◆ Problem 1
Using the outage updates, decide whether each statement is true: (a) the October 20th update says the site might take up to 24 hours to reach everyone; (b) the quoted notice says the issue affected three of the six service entrances; (c) the team has worked with RimuHosting since 2009. Answer yes or no for each and quote the words from the text that settle it.
◆ Problem 2
Quote the outage updates from the words "We’ve been working" up to and including the words "for your patience!".

◆ Quoted text
....
UPDATE: This was mostly a non-event and shouldn’t have impacted many users.
Amazon has given us a notice that their will be a maintenance window on the data centers that host the primary cloud servers for the designrelated.com app starting at 11PM EST tonight.
We’ve been working over the last few weeks to build an automation tool to quickly launch new cloud servers for cases like this and some planned growth and changes in 2012.
The estimated window lasts about 6 hours, but we may have an outage of as little as 6 minutes. :)
UPDATE: October 20th, 11:30PM EST
Turns out a wacky kernel failure caused the design:related app to require a rebuild from scratch. As fun as that sounds, we ran through the whole process a couple times and have been testing all of the functionality. The site should start to come back online for most people tomorrow morning, but it might take up to 24 hours to reach everyone. Thanks for your patience!
UPDATE: October 19th, 6:00PM EST
We came up with a plan last night after getting to the root of the problem. Something unusual happened to our server connections due to a hardware crash, which has slowed things down considerably in terms of getting the site back online. Unfortunately, the process is a bit time consuming, but we’ll post any additional updates here.
Apparently one of Amazon’s cloud servers crashed last night, which took down the design:related site/service with it. We ran into a snag after their servers restarted, and we’re working on fixing this asap to get things back online just as soon as we can. We apologize for the inconvenience!
Designrelated.com is down due to network issues affecting all sites with our service provider. They’re working to correct it ASAP. (See update below) … We are putting up the information as it comes through, and we are very sorry for the inconvenience!
Update 10:00PM EST: The main designrelated.com site started to come back online as of about 2 and 1/2 hours ago. We are continuing to monitor things as Rimu Hosting restores service for all of their customers after a major power outage event.
“There has been an issue affecting one of our 6 service entrances. The actual ATS (Automatic Transfer Switch) is having an issue and all vendors are on site. Unfortunately, this is affecting service entrance 2 in the 3000 Irving facility so it is affecting a lot of the customers that have been here the longest…
Our electrical contractors, UPS maintenance team and generator contractor are all on-site and working to determine what the best course of action is to get this back up.”
In basic terms, this results to a wide-scale power outage that has affected all of their customers who host in Dallas, including design:related
, with an unknown ETA for when it will be back online (ETA was posted around 5:30PM EST). Rimu is working on restoring services as soon as they can. Toggl’s support page has a long thread on the work that is currently underway.
We have been working with RimuHosting in some capacity since 2007, and we were really hoping they would be a large-scale solution for design:related’s architecture in 2011 and beyond. Our small team is actively discussing making some major changes in the near future so that we can prevent issues like this from occurring again down the road. This is likely to include a transition to more cloud computing and additional server redundancy. We have been using Amazon S3 to store/serve images for some time now, and we will be working on optimizing our app to best compliment this as well.
....
Object pointing dataset rows:
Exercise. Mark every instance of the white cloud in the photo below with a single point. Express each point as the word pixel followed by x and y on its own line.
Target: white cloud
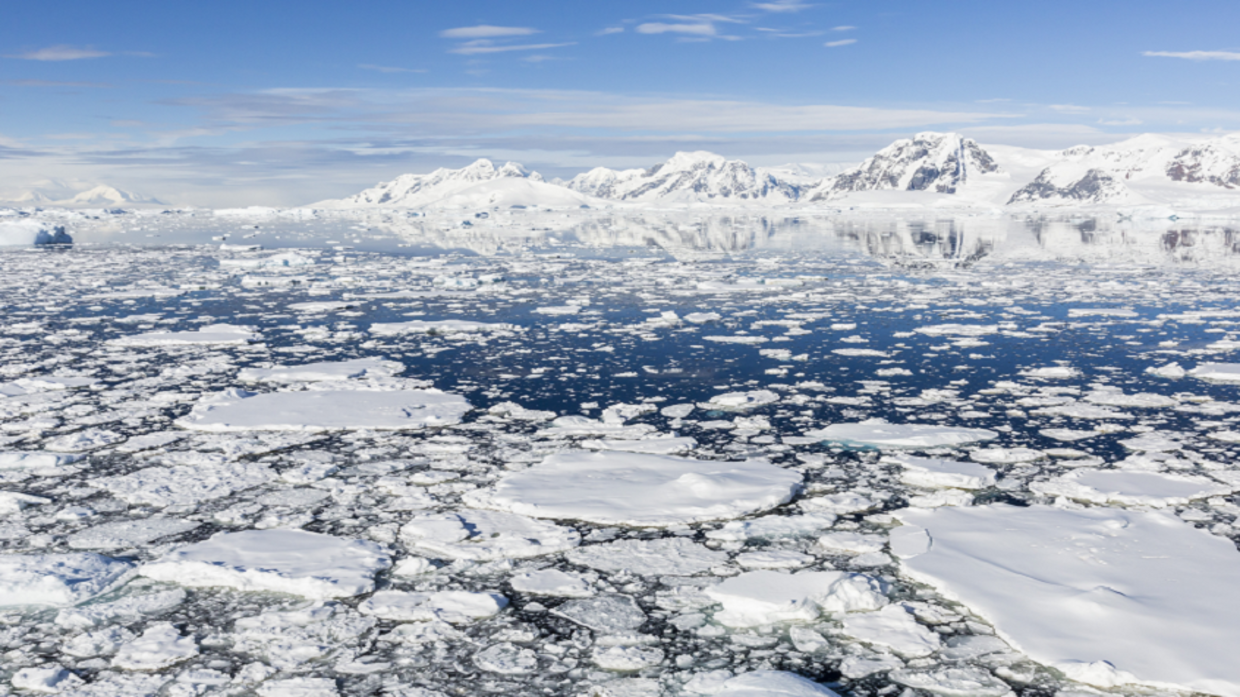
pixel 783 5
pixel 486 31
pixel 476 47
pixel 696 29
pixel 1195 55
pixel 61 52
pixel 389 70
....
◆ Output 1
(a) Yes: "it might take up to 24 hours to reach everyone"
(b) No: "There has been an issue affecting one of our 6 service entrances"
(c) No: "We have been working with RimuHosting in some capacity since 2007"

◆ Output 2
We’ve been working over the last few weeks to build an automation tool to quickly launch new cloud servers for cases like this and some planned growth and changes in 2012.
The estimated window lasts about 6 hours, but we may have an outage of as little as 6 minutes. :)
UPDATE: October 20th, 11:30PM EST
Turns out a wacky kernel failure caused the design:related app to require a rebuild from scratch. As fun as that sounds, we ran through the whole process a couple times and have been testing all of the functionality. The site should start to come back online for most people tomorrow morning, but it might take up to 24 hours to reach everyone. Thanks for your patience!